[Text]
◇ ◇ ◇ ◇ ◇ ◇ ◇

The film says Australia should raise its refugee intake, giving the example of Australia's acceptance of Vietnamese asylum seekers in the 1970s and Europe's response to the Syrian refugee crisis — in particular, Germany's intake of Syrian refuges.

However, the film omits how European nations are building walls and deploying armed fleets to stop asylum seekers.

More importantly, it never discusses why racism exists in Australia or how asylum seekers are used by governments as a weapon of mass distraction from social and environmental attacks.

The film also neglects the story of those fighting against the detention regime. The only time the documentary shows footage of a protest in detention is in the days leading up to Berati's death.

Among other protests not mentioned is the mass hunger strike of more than 700 asylum seekers in Manus detention centre at the start of last year — the largest hunger strike in world history.

There is also no time given to the refugee campaign in Australia, apart from dedicating the film to Malcolm Fraser at the end.

◇ ◇ ◇ ◇ ◇ ◇ ◇

[Record excerpts]
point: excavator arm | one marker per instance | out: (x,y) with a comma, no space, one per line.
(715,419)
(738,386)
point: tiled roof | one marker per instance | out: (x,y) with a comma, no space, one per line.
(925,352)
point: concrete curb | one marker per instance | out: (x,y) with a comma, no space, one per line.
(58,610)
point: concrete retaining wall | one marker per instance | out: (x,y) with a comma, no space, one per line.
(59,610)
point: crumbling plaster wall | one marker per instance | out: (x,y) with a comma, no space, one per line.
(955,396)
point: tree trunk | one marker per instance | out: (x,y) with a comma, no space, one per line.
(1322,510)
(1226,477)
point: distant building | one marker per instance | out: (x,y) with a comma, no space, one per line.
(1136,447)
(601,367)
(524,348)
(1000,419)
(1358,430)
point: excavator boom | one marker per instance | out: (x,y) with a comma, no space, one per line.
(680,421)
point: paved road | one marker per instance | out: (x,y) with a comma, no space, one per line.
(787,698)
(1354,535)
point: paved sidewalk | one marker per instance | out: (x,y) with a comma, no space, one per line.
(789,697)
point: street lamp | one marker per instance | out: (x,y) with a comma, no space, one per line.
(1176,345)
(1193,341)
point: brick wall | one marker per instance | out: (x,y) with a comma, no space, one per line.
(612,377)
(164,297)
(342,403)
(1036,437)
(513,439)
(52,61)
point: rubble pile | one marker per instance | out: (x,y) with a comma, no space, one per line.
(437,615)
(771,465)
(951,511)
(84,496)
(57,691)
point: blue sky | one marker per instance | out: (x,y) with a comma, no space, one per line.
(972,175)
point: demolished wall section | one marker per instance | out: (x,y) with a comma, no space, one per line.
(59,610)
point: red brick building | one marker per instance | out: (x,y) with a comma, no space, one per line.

◇ ◇ ◇ ◇ ◇ ◇ ◇

[Exercise task A]
According to the film review, how many asylum seekers joined the mass hunger strike in Manus detention centre?
[Exercise task B]
Do these statements agree with the film review? Answer yes or no for each and quote the words of the review that decide it. (i) The film shows how European nations are building walls to stop asylum seekers. (ii) The film is dedicated to Malcolm Fraser. (iii) The documentary shows footage of a protest in detention only in the days leading up to Berati's death.
[Exercise task C]
Please carry on the film review from the point where it stops.
The lines are separate from the film review and are not part of it.

[Right answer A]
More than 700.

[Right answer B]
(i) No: "the film omits how European nations are building walls and deploying armed fleets to stop asylum seekers."
(ii) Yes: "apart from dedicating the film to Malcolm Fraser at the end."
(iii) Yes: "The only time the documentary shows footage of a protest in detention is in the days leading up to Berati's death."

[Right answer C]
Absent are the stories of solidarity, such as examples of asylum seekers drawing pictures in Nauru depicting their suffering and sending them to activists in Australia, who paint them on banners featured in street protests.

Chasing Asylum never gives a sense of agency. There is no sense that refugee activism can make a difference or that there is a refugee campaign in Australia people can join.

However, as a visceral examination of the conditions in offshore processing, Chasing Asylum is intensely brilliant. It is the first documentary to visually pull together horrors of children in detention, sexual assault, abusive guards and conditions that directly contribute to deaths.